§ **DIRECTIONS FOR THIS TASK**
Gather every line below that contains the word "waterfall" and copy each one out in full. Case counts, so only matches with the same capitalization qualify.

********

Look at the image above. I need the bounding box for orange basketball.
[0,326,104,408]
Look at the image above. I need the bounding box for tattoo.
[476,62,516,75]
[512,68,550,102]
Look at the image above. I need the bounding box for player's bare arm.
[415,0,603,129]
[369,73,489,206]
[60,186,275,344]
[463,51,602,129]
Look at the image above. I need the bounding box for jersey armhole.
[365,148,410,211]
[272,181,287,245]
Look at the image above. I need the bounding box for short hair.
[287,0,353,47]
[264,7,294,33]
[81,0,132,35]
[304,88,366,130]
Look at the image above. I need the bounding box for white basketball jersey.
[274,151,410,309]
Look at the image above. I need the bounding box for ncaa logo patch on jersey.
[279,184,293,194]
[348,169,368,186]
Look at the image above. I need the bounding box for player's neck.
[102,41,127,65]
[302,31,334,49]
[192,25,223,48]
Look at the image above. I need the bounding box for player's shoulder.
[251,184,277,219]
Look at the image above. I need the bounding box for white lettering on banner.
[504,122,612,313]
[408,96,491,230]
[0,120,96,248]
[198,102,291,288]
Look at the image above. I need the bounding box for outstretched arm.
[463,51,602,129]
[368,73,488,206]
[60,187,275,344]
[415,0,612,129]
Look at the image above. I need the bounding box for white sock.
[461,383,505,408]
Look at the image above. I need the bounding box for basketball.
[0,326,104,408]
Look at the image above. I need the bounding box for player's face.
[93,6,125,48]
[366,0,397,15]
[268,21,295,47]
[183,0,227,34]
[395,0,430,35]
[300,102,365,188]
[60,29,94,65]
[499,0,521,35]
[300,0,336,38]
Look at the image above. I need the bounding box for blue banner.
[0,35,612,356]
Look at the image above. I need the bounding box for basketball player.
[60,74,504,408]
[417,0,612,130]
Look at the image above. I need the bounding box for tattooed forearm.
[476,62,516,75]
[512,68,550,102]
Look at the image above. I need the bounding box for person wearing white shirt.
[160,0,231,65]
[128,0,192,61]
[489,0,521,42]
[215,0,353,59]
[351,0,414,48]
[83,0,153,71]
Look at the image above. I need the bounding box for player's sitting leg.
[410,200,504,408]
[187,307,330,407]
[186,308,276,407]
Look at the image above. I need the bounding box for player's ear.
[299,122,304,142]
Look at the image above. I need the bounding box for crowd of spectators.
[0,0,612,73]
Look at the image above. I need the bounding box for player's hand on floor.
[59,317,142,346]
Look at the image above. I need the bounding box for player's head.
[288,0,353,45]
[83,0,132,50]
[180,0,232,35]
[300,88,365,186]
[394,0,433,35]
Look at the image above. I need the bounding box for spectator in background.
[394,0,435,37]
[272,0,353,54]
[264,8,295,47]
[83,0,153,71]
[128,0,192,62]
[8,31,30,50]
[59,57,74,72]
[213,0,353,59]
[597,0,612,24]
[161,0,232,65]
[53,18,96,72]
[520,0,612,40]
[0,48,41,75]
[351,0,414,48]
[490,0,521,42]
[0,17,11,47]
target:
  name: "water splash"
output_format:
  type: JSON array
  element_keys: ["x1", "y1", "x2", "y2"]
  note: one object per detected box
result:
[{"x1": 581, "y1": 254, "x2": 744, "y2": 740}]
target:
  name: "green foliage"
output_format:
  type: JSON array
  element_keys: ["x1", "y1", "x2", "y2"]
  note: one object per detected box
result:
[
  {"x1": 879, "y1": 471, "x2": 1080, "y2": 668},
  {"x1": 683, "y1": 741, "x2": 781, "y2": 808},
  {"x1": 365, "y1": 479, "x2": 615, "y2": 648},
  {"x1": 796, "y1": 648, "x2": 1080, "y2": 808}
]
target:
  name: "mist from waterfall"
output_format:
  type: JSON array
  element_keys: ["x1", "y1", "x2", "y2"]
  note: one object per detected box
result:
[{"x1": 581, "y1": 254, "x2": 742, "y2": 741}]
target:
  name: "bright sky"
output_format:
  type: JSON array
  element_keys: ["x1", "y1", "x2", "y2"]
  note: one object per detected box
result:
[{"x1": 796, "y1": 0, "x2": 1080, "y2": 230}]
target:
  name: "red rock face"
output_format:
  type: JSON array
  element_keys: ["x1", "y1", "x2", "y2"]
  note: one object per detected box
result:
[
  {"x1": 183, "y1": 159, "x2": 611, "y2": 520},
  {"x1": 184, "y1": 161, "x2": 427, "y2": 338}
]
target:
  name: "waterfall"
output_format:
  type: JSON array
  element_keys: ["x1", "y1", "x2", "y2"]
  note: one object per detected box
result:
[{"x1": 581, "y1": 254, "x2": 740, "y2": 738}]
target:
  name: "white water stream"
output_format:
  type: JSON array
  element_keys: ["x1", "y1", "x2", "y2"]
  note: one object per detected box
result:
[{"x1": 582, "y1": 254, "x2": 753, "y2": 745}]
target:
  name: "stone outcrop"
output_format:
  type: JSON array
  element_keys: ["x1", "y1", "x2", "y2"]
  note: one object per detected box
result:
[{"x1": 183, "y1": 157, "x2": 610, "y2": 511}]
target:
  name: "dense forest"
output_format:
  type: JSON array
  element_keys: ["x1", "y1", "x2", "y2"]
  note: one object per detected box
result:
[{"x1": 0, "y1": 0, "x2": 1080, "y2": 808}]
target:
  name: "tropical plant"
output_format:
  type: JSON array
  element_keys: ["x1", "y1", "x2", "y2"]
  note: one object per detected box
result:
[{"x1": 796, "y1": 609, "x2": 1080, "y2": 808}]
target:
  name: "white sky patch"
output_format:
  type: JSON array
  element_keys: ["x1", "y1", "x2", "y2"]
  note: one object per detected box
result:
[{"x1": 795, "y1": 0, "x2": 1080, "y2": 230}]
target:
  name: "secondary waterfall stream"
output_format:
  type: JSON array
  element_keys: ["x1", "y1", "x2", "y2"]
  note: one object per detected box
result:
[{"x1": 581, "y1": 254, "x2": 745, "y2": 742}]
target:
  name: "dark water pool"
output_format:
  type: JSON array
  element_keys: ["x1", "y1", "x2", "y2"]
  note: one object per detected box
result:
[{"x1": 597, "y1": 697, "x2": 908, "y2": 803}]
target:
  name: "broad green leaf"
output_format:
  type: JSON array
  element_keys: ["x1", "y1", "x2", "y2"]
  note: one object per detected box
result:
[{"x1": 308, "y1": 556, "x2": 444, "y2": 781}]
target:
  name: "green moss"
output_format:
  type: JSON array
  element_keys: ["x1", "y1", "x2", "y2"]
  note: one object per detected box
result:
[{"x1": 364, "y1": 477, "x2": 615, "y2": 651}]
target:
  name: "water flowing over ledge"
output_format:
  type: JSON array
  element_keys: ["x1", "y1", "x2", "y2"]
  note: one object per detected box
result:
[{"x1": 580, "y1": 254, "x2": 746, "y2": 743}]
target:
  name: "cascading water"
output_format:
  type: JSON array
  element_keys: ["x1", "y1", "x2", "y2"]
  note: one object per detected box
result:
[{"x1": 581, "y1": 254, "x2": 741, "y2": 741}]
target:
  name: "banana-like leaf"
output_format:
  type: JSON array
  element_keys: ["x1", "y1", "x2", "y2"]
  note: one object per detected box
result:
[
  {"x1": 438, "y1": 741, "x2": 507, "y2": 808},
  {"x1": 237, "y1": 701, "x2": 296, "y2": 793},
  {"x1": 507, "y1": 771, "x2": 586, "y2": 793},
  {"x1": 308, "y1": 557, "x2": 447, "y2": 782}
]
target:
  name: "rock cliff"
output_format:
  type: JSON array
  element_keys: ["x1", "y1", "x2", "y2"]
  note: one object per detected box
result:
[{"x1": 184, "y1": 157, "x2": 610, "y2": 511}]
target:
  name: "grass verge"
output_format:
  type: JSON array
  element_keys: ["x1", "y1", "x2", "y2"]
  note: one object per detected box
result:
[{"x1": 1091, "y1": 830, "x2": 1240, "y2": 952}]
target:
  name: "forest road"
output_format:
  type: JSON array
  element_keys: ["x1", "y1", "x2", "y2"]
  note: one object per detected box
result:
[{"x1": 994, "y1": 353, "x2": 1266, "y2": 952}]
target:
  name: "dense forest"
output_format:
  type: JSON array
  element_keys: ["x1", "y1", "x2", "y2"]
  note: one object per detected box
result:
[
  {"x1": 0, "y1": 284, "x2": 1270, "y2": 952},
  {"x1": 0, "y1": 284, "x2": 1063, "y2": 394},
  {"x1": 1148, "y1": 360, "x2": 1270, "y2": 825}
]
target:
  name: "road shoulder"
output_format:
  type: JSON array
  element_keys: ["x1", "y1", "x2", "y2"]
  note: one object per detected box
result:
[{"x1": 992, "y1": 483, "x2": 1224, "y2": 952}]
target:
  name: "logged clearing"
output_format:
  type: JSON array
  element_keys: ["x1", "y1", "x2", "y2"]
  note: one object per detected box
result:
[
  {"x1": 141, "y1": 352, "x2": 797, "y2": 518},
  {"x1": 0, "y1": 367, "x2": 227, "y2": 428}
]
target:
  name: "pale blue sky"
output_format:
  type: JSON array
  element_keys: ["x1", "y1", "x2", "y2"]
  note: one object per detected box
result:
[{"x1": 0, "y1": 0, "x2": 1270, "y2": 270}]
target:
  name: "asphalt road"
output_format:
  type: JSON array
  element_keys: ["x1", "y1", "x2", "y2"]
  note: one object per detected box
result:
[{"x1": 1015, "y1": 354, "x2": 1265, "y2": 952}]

********

§ **FULL ANSWER**
  name: "mist from waterfall"
  name: "waterfall"
  name: "secondary waterfall stream"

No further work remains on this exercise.